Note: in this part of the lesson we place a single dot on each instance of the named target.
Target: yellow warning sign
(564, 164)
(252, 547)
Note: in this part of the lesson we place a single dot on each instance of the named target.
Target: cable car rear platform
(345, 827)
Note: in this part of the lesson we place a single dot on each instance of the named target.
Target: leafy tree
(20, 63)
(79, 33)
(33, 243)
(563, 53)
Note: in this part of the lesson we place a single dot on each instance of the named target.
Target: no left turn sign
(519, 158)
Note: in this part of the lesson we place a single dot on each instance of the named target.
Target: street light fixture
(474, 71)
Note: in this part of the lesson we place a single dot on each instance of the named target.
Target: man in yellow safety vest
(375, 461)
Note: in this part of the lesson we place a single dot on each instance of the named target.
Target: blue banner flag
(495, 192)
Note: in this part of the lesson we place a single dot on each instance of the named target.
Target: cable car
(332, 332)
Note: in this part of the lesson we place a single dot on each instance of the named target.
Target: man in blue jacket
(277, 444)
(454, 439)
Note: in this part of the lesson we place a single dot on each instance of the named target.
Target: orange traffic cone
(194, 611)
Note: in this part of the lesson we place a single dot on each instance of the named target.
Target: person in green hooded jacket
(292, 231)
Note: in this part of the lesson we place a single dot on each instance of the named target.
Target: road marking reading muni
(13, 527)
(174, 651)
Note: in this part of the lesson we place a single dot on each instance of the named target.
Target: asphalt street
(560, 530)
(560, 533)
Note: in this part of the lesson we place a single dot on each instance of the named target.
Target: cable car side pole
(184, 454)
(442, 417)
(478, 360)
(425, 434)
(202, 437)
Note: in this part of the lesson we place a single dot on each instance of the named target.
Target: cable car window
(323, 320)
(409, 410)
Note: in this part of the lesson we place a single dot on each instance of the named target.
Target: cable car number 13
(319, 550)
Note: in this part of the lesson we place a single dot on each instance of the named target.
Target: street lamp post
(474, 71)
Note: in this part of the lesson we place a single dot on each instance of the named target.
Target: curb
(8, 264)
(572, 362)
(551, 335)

--------------------

> YOUR INSTRUCTIONS
Set out the complete listing exactly as shown.

> EXERCISE RESULT
Note: in this part of the lesson we place a single dot on each instance of the named target.
Target: yellow warning sign
(564, 164)
(252, 547)
Note: in this part of the lesson we place a single dot on each instance of the named target.
Target: cable car rear platform
(345, 827)
Note: in this part of the lesson we place a single dot on each instance of the named target.
Target: leafy tree
(20, 63)
(79, 33)
(33, 243)
(563, 53)
Note: in this part of the lesson we place a single dot on each instance of the named target.
Target: no left turn sign
(519, 158)
Note: in this part of the lesson we place a single dot on each instance of the named target.
Target: street light fixture
(474, 71)
Note: in this part of the lesson we place a single dot on each instance of the named target.
Target: man in yellow safety vest
(375, 461)
Note: in this part of the lesson we place a single dot on each instance of the named target.
Target: blue banner flag
(495, 192)
Note: in this part of the lesson we place a single dot on each instance of the named target.
Target: cable car
(332, 332)
Note: in this part of the lesson we place a single dot on each instance of the named target.
Target: man in blue jacket
(277, 444)
(454, 439)
Note: in this part of the lesson we place a single dot on each instance of the named target.
Target: orange traffic cone
(194, 611)
Note: in this part of the lesson we place a single dot on each instance of the named target.
Target: person in green hooded jacket
(292, 231)
Note: in this part of the lesson we place a single dot on each instance of the named target.
Target: road marking reading muni
(13, 527)
(174, 651)
Note: in this part of the lesson we place a single dot on each instance of the named target.
Target: asphalt street
(560, 530)
(560, 533)
Note: in this part of the lesson we place a single dot on each instance of the named target.
Target: cable car side pole
(184, 454)
(442, 417)
(478, 360)
(425, 434)
(202, 437)
Note: in this part of the lesson we place a single dot on each instance of the named target.
Target: cable car window
(323, 320)
(409, 410)
Note: in this part of the lesson we place a single dot on each instance of the named target.
Target: cable car number 13
(319, 550)
Note: in this part of the lesson we place a single dot on each instance of the named target.
Target: street lamp post
(474, 71)
Note: in this part of the lesson we place a single dot on each instance of the named target.
Target: curb
(8, 264)
(572, 362)
(551, 335)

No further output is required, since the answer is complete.